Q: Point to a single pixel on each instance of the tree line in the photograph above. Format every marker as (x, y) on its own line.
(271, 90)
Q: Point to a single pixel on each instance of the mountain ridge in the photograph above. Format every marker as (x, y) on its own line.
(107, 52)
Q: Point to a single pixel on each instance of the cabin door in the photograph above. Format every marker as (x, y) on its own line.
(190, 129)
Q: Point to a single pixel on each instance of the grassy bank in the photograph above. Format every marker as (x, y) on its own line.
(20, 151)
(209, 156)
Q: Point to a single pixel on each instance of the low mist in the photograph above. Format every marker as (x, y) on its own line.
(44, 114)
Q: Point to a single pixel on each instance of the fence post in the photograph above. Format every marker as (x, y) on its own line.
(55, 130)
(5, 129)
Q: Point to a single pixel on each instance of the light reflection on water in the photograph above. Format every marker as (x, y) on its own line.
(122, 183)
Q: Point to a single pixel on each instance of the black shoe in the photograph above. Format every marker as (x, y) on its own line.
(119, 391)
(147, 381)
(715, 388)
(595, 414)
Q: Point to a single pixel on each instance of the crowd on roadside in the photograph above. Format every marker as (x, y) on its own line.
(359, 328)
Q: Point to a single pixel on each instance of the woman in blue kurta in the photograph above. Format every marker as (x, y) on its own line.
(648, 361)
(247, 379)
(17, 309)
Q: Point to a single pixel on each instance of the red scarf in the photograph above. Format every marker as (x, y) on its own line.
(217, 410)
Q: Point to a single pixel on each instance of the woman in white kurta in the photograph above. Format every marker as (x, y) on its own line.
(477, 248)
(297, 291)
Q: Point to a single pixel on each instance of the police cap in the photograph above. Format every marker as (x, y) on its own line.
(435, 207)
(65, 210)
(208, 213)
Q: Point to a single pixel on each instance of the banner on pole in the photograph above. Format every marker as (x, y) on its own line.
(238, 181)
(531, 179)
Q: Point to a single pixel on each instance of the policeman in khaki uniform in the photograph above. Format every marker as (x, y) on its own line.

______________________________

EXERCISE TASK — Repeat the entries shown above, every one, word for word.

RESPONSE TO THE TASK —
Q: Point to a single pixel on each instance of the tree line in the photograph above. Format every marker as (x, y) on its own line.
(271, 90)
Q: Point to a single pixel on each instance of the mountain ridge in the photograph above. Format every marker as (x, y) on its own line.
(107, 52)
Q: Point to a single pixel on each instance of the cabin door in the photograph above. Format every marker as (x, y) on its own line.
(190, 129)
Q: Point to a single pixel on each instance of the grassy bank in the photograph above. Format every marker as (x, y) on its own line.
(20, 151)
(209, 156)
Q: Point to a single pixel on each instance of the low mist in the photograph above. Format every marker as (x, y) on its own line.
(44, 114)
Q: Point to a single pixel on each instance of the fence post in the photograph above. Format every marker as (x, y) on its own line.
(55, 130)
(5, 129)
Q: Point to a single pixel on each instance of the light reflection on water in the photograph above. Format every marker as (x, y) on its own line.
(122, 183)
Q: Point to a single pixel on each instance of the black shoe in the photograph above. Format every marker as (x, y) on its own line.
(119, 391)
(147, 381)
(715, 388)
(595, 414)
Q: Point to a single pixel on each instance of the crowd on roadside in the photograph above. Format every marker as (x, y) on its own line.
(359, 328)
Q: Point to a single pixel on each instance of the woman in blue kurta in the photograph above. Format every marker as (x, y) on its own line.
(648, 361)
(247, 379)
(17, 309)
Q: Point to a single pixel on each instance of the red scarf in the photograph above. Format every marker as (x, y) on its own line.
(217, 410)
Q: Point to a single pixel on each instance of the woman in white kurta in the photograph above. Format every marker as (x, y) on its own line.
(477, 248)
(297, 291)
Q: Point to a single pixel on each instance of the police cap in the photograph above. Format every marker as (x, y) on its own line.
(435, 207)
(65, 210)
(208, 213)
Q: Point to a single pixel on each instance of the banner on pole in the photograph above. Format every marker as (x, y) on its own line.
(238, 181)
(531, 179)
Q: Point to a single pixel on each instance of the policeman in khaki uniform in the photograph above. Format every marker as (x, y) on its own line.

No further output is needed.